Pick out every line in the data below that contains the word "shelf" and copy each of those lines in full.

### RECORDS

--- start ---

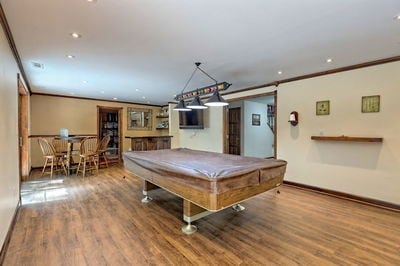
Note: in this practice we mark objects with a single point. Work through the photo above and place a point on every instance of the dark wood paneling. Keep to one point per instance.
(234, 130)
(347, 139)
(149, 143)
(364, 200)
(57, 135)
(8, 33)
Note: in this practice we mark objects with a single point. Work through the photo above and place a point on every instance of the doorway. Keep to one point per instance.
(250, 126)
(23, 144)
(234, 130)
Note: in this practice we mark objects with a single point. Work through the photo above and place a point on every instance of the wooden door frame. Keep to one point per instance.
(23, 128)
(225, 118)
(119, 109)
(240, 128)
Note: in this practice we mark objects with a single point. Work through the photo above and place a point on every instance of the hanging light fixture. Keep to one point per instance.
(215, 100)
(197, 103)
(181, 106)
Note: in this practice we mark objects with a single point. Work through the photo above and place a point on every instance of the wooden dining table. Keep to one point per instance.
(71, 141)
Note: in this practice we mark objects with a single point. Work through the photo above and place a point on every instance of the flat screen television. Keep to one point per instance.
(191, 119)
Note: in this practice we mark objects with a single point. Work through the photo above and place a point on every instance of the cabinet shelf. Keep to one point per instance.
(346, 138)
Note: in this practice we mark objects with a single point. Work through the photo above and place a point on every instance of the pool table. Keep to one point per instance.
(207, 181)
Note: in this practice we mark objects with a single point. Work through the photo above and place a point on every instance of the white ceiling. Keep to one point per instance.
(152, 45)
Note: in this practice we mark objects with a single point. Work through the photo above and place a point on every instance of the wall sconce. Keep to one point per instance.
(294, 118)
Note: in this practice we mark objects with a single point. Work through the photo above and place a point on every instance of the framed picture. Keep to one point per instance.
(370, 104)
(255, 119)
(322, 108)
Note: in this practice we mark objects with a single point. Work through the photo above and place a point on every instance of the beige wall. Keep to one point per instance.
(364, 169)
(9, 169)
(79, 116)
(208, 139)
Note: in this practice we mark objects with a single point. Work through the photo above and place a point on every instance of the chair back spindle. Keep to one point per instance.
(89, 145)
(46, 147)
(60, 145)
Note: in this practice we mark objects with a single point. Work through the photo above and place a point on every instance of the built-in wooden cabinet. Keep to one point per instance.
(162, 118)
(109, 123)
(149, 143)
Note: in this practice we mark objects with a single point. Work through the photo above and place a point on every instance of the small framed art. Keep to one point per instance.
(255, 119)
(370, 104)
(322, 108)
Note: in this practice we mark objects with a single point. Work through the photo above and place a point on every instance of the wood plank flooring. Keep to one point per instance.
(100, 220)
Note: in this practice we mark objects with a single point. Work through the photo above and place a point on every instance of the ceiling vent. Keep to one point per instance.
(37, 65)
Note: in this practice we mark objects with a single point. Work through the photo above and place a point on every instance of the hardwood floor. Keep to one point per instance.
(100, 220)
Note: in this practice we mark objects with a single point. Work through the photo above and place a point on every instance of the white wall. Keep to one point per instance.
(257, 140)
(364, 169)
(9, 169)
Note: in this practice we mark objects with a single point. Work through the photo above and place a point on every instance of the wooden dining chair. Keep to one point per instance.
(52, 157)
(60, 145)
(102, 149)
(88, 155)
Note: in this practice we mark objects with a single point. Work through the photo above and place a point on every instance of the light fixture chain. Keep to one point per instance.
(205, 73)
(187, 83)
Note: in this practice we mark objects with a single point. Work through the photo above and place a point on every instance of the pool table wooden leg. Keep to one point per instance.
(192, 212)
(238, 207)
(147, 186)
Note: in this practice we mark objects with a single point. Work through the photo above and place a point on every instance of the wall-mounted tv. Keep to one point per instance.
(191, 119)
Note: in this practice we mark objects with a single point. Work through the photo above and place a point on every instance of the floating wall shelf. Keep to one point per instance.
(345, 138)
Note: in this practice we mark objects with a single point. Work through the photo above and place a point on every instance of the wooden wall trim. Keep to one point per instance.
(93, 99)
(10, 38)
(57, 135)
(342, 195)
(9, 233)
(317, 74)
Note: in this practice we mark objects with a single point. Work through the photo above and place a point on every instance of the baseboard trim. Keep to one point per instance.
(8, 236)
(342, 195)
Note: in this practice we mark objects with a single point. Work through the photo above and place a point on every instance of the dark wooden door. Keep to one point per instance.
(234, 131)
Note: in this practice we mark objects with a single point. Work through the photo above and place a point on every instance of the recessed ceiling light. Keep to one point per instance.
(75, 35)
(37, 65)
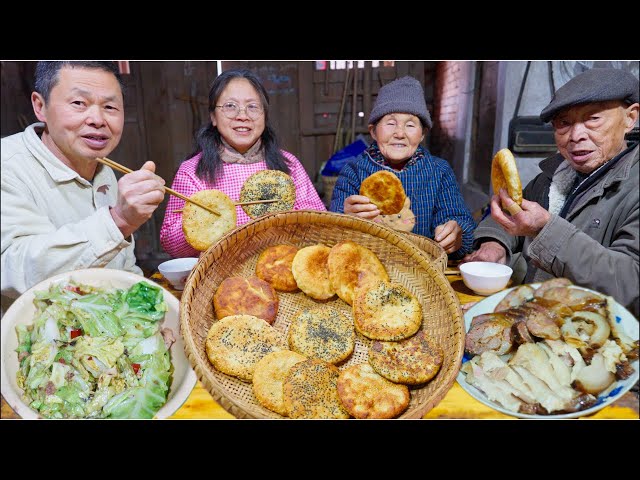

--- end ---

### THE COMPLETED TASK
Note: in this practice we mark objects with a single point. Work through the photo above and place a point on every instance of the cabinet shelf. Keep to one point per instance.
Note: in this practice we mark objects with a single point. Work through the photo above and place a point on every instance of the floating wall shelf. Keep to one point per instance.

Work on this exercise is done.